EXERCISE AIM:
Present the following entries again, word for word and in full.
--- BEGIN DATASET EXTRACT ---
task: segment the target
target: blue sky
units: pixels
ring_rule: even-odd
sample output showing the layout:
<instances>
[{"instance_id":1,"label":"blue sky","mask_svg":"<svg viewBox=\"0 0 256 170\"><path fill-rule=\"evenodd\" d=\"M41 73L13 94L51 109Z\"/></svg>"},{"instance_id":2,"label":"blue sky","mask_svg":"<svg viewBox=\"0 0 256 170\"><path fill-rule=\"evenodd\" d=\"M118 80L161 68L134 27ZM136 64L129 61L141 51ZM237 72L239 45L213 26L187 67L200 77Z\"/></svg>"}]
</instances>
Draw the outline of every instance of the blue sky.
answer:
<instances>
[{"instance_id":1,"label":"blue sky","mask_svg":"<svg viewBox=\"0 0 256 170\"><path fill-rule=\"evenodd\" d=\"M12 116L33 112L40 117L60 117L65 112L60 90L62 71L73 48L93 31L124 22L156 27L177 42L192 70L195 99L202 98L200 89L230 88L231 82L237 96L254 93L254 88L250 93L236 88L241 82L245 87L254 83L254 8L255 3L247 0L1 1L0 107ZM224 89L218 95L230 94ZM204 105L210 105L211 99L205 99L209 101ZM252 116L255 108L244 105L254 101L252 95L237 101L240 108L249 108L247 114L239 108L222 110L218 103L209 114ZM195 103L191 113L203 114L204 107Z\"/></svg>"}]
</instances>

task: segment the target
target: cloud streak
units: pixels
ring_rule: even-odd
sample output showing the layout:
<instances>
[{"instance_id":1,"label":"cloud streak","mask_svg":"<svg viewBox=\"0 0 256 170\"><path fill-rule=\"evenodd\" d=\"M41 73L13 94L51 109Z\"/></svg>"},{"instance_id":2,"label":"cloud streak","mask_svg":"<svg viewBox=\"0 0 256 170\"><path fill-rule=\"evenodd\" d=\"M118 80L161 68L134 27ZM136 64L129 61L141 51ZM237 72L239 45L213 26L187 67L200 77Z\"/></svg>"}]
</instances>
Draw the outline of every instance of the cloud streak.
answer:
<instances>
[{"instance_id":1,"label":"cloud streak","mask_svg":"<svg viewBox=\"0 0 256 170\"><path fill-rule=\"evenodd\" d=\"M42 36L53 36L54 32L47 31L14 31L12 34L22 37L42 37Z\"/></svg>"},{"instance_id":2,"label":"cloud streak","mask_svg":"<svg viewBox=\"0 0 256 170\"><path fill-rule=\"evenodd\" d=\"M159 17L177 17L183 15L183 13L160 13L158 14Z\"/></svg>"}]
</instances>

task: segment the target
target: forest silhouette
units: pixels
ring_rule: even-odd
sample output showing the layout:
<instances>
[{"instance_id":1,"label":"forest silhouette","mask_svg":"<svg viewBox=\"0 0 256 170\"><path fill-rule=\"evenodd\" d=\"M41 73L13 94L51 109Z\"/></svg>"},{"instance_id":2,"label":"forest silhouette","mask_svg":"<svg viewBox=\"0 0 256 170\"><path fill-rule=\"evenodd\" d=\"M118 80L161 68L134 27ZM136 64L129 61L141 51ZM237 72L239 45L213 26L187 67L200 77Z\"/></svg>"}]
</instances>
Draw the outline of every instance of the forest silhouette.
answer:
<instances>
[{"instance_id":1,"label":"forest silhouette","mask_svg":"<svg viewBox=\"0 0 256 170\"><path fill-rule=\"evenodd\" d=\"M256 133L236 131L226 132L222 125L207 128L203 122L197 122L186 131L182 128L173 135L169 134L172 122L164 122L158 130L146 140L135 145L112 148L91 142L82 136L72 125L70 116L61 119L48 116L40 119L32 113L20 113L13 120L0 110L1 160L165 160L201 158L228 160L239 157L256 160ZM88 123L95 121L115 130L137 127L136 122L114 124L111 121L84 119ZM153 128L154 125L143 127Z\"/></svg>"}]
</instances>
--- END DATASET EXTRACT ---
COMPLETE ANSWER:
task: segment the target
target: blue sky
units: pixels
ring_rule: even-odd
sample output showing the layout:
<instances>
[{"instance_id":1,"label":"blue sky","mask_svg":"<svg viewBox=\"0 0 256 170\"><path fill-rule=\"evenodd\" d=\"M41 73L13 94L51 109Z\"/></svg>"},{"instance_id":2,"label":"blue sky","mask_svg":"<svg viewBox=\"0 0 256 170\"><path fill-rule=\"evenodd\" d=\"M118 80L161 68L134 27ZM136 64L129 61L141 51ZM237 72L239 45L213 26L187 67L200 77Z\"/></svg>"}]
</instances>
Draw the outline of every instance of the blue sky.
answer:
<instances>
[{"instance_id":1,"label":"blue sky","mask_svg":"<svg viewBox=\"0 0 256 170\"><path fill-rule=\"evenodd\" d=\"M12 116L33 112L40 117L60 117L65 112L60 90L62 71L73 48L93 31L124 22L156 27L177 42L192 70L195 99L202 98L200 89L230 88L231 82L237 96L254 93L254 88L250 93L236 88L241 82L245 87L254 83L254 8L255 3L247 0L1 1L0 107ZM224 89L218 95L230 94ZM204 105L210 105L211 99L205 99L209 101ZM252 116L255 108L244 105L254 101L252 95L237 101L240 108L249 108L247 114L239 108L222 110L218 103L209 114ZM195 103L191 113L203 114L204 107Z\"/></svg>"}]
</instances>

task: segment the target
target: cloud streak
units: pixels
ring_rule: even-odd
sample output showing the layout:
<instances>
[{"instance_id":1,"label":"cloud streak","mask_svg":"<svg viewBox=\"0 0 256 170\"><path fill-rule=\"evenodd\" d=\"M41 73L13 94L51 109Z\"/></svg>"},{"instance_id":2,"label":"cloud streak","mask_svg":"<svg viewBox=\"0 0 256 170\"><path fill-rule=\"evenodd\" d=\"M118 80L161 68L134 27ZM136 64L129 61L141 51ZM237 72L239 45L213 26L187 67L200 77Z\"/></svg>"}]
</instances>
Draw the outline of every instance of the cloud streak.
answer:
<instances>
[{"instance_id":1,"label":"cloud streak","mask_svg":"<svg viewBox=\"0 0 256 170\"><path fill-rule=\"evenodd\" d=\"M42 36L53 36L54 32L47 31L14 31L12 34L22 37L42 37Z\"/></svg>"},{"instance_id":2,"label":"cloud streak","mask_svg":"<svg viewBox=\"0 0 256 170\"><path fill-rule=\"evenodd\" d=\"M159 17L177 17L183 15L183 13L160 13L158 14Z\"/></svg>"}]
</instances>

task: segment the target
target: forest silhouette
units: pixels
ring_rule: even-odd
sample output showing the layout:
<instances>
[{"instance_id":1,"label":"forest silhouette","mask_svg":"<svg viewBox=\"0 0 256 170\"><path fill-rule=\"evenodd\" d=\"M41 73L13 94L51 109Z\"/></svg>"},{"instance_id":2,"label":"forest silhouette","mask_svg":"<svg viewBox=\"0 0 256 170\"><path fill-rule=\"evenodd\" d=\"M118 80L161 68L134 27ZM136 64L129 61L141 51ZM237 72L239 45L213 26L187 67L200 77Z\"/></svg>"}]
</instances>
Draw the outline of every instance of the forest silhouette.
answer:
<instances>
[{"instance_id":1,"label":"forest silhouette","mask_svg":"<svg viewBox=\"0 0 256 170\"><path fill-rule=\"evenodd\" d=\"M256 133L236 131L226 132L222 125L207 128L203 122L197 122L186 131L182 128L173 135L169 134L172 122L164 122L158 130L146 140L135 145L112 148L91 142L82 136L72 125L70 116L61 119L48 116L40 119L32 113L20 113L13 120L0 110L1 160L165 160L201 158L228 160L239 157L256 160ZM88 123L95 121L115 130L137 127L136 122L114 124L111 121L84 119ZM153 128L154 125L143 127Z\"/></svg>"}]
</instances>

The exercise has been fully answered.